* Objetivo A *
Segundo o texto sobre a rede de escravatura moderna desmantelada no Reino Unido, com quanto dinheiro por semana ficavam os trabalhadores?
* Objetivo B *
Escreva a parte seguinte do texto sobre a rede de escravatura moderna desmantelada no Reino Unido.

* Texto citado *
A juíza do tribunal de Birmingham que ditou as sentenças considerou-a “a maior, mais ambiciosa e prolífica” rede de escravatura moderna alguma vez desmantelada no Reino Unido e as práticas e os métodos a que recorreram durante anos não deixam dúvidas sobre a descrição.
O grupo de crime organizado, de que faziam parte pelo menos 18 polacos, recrutava outros polacos através da Internet — em muitos casos, antigos prisioneiros, sem-abrigo e pessoas com problemas de álcool — com promessas de trabalho irrecusáveis a olho nu, que, na prática, não correspondiam senão a trabalho servil em centros de reciclagem de lixo, quintas e fábricas de produção animal.
Os membros do grupo controlavam as contas bancárias das vítimas (foram identificadas 92, o mais novo com 17 anos e o mais velho, do sexo masculino, com 60, mas a polícia acredita que eram mais de 400, não tendo sido possível encontrá-las, ou porque deixaram entretanto o país ou porque estavam demasiado assustadas para prestar depoimento) e confiscavam-lhes quase todo o dinheiro, tendo os trabalhadores apenas direito a 20 libras (cerca de 22 euros) por semana.
Além disso, obrigavam-nos a viver em condições degradantes em casas abandonadas nas cidades de West Bromwich, Smethwick e Walsall: havia ratos por todo o lado, os quartos eram demasiado pequenos para acomodar tanta gente, os colchões, lençóis e mantas apresentavam marcas de sujidade (assim se vê nas fotografias divulgadas) e não havia uma única casa de banho, tendo muitas vezes os trabalhadores de tomar banho em canais. Quando uma das vítimas morreu, por razões ou desconhecidas ou por revelar, o grupo escondeu os seus pertences e os seus documentos de identificação para que a rede não fosse descoberta.

* Lista de dados *

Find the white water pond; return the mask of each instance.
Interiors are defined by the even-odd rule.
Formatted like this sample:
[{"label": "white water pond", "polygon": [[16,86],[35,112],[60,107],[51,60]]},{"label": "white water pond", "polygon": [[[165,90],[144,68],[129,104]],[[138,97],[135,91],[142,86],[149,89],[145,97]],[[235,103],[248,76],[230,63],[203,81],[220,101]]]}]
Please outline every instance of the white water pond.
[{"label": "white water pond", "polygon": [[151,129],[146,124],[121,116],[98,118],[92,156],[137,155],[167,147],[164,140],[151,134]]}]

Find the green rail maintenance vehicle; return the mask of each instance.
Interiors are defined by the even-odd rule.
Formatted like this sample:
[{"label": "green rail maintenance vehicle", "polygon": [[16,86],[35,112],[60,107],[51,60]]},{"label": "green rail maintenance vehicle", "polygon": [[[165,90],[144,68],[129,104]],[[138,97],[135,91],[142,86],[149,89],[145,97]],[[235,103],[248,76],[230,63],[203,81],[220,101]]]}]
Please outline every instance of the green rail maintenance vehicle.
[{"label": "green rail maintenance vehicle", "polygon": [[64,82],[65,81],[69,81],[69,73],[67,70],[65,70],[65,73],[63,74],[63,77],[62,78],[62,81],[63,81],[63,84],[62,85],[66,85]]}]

* Resposta correta A *
Ficavam apenas com 20 libras por semana, cerca de 22 euros.

* Resposta correta B *
Rede foi denunciada por duas vítimas em 2015
Isso mesmo acabaria, no entanto, por acontecer em 2015, depois de dois dos trabalhadores terem fugido e denunciado a situação à organização Hope for Justice, que tem sede em Manchester e a missão de combater o tráfico humano e a escravidão moderna. As autoridades iniciaram uma investigação, que terminou esta semana, com a condenação de 18 membros do grupo por tráfico, conspiração e lavagem de dinheiro, a penas que vão dos três aos 11 anos de prisão.
Além de recrutar polacos em situação descrita como “vulnerável”, o grupo de crime organizado chegou a contar com a colaboração de um funcionário de um dos centros de emprego de Worcester, que criaria falsas ofertas de emprego para candidatos que acabavam enleados na rede de escravatura. Citado pela BBC, o líder da investigação policial considerou os atos dos membros do grupo “repugnantes” e sublinhou a “pobreza e miséria” a que as vítimas foram submetidas ao longo de vários anos.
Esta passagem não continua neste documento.